● **What the task asks**: In the speech on International Nurses Day below, what is the theme for this year's International Nurses Day?

● **Document extract**:

::::

18 May 2023
The Hon. R.A. SIMMS (17:05): I rise to speak in favour of this motion. I want to thank the Hon. Mr Martin for putting this forward. It is a worthy matter for this chamber to discuss and a good opportunity for us to reflect on the huge contribution that nurses make to our state.
Every year on 12 May the world comes together to celebrate the nursing profession on International Nurses Day. The nursing profession has had a long and tumultuous past few years, with the onset of COVID-19 and all the challenges that has posed for our health sector. International Nurses Day is a time to reflect and to celebrate the breadth of skill and contributions that nurses make to their communities.
Nurses play an essential role in society. They play a central role in delivering health care. Nurses advocate for health promotion and educate patients and the public on the prevention of illness and injury. They provide care, they assist in cure, they participate in rehabilitation and they provide support. No other healthcare professional has had such a broad and far-reaching role. But nurses do much more than just care for individuals, they have always been at the forefront of change in health care and in public health.
Nurses innovate. Florence Nightingale, who the Hon. Iren Pnevmatikos talked about earlier, is regarded as the founder of modern nursing and remembered as The Lady with the Lamp. Yet, she also collected data to prove that the main cause, by far, of fatalities in the Crimean War was not enemy fire but infections attributed to improper sanitation. She was a pioneering statistician and possibly the first person in history to use graphs and charts to persuade politicians to act.
Nurses provide ongoing assessment of people's health. Their round-the-clock presence, observation skills and vigilance allow doctors to make better diagnoses and propose better treatments. Many lives have been saved because an attentive nurse picked up on an early warning sign of an upcoming crisis such as a cardiac arrest or respiratory failure.
The theme for this year's International Nurses Day is A Voice to Lead: Our Nurses. Our Future. Set by the International Council of Nurses, the 2023 theme addresses the global health challenges exacerbated by the shortage of nurses. Nurses are crucial in all parts of health care, whether it be acute, preventative, primary or community care.
Even before the COVID-19 pandemic, Australia faced critical nursing shortages, caused in part by the shrinking supply of nursing school graduates and a significant decline in the number of nurses who have been able to migrate from other countries. I note the government has announced some initiatives in that regard in recent days and we certainly welcome that.
We need to increase nurse staffing to patient ratios and skill mixes to ensure that patient safety, better health outcomes, higher recruitment retention, continued professional development and adequate training of staff are all being provided for. InDaily reported last year that nearly 75 per cent of nurses work unpaid overtime and 25 per cent work double shifts.
Our health system is at risk of further nursing shortages due to the longer term impacts of the COVID-19 pandemic. In June 2022, the South Australian Greens called for a one-off $3,000 thank you payment to healthcare workers in recognition of their heavy lifting during the pandemic. According to the McKinsey 2021 Future of Work in Nursing Survey, one-fifth of Australia's registered nurses say they intend to leave their current role in the next 12 months—one-fifth. Forty-one per cent of these nurses say they are planning to move countries or to leave direct care roles altogether. By 2025, anywhere from 20,000 to 40,000 nursing positions could be left unfilled in Australia and that poses significant challenges for our health system.
Surveyed nurses cited a desire to seek higher pay as the number one reason driving them to leave the profession; however, having a positive work environment, caring teammates, a safe space and a sense of purpose is important to nurses wanting to remain in the profession. Mitigating the risk of severe nursing shortages requires a comprehensive all-of-government approach. We need to redesign the training pipeline to attract greater numbers of potential nurses to Australia and to the sector. Retention is the most powerful lever we have to address the short-term supply gap; however, merely offering competitive compensation is not enough.
To excite and better engage nurses, stakeholders need to work together to pilot practices to increase nurses' autonomy, to recognise them more effectively and to build goodwill. To attract nursing staff, employers, the health industry and governments need to foster better ways of working for nurses. Employers need to consider the composition and capabilities of care teams to better utilise existing skill sets and qualifications.
We need to learn from the lessons of the pandemic and translate these into actions for the future that ensure nurses are protected, respected and valued. I certainly want to use this opportunity to put on public record my thanks on behalf of the Greens for the great work that nurses have done and continue to do to keep our state safe and healthy. I commend the motion.

::::

● **Data below**:
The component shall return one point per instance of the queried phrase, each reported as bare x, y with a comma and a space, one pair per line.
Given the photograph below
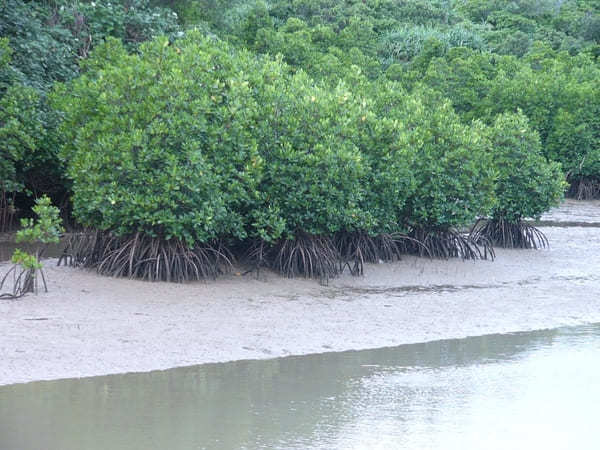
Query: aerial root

::::

● **Task solution**: A Voice to Lead: Our Nurses. Our Future.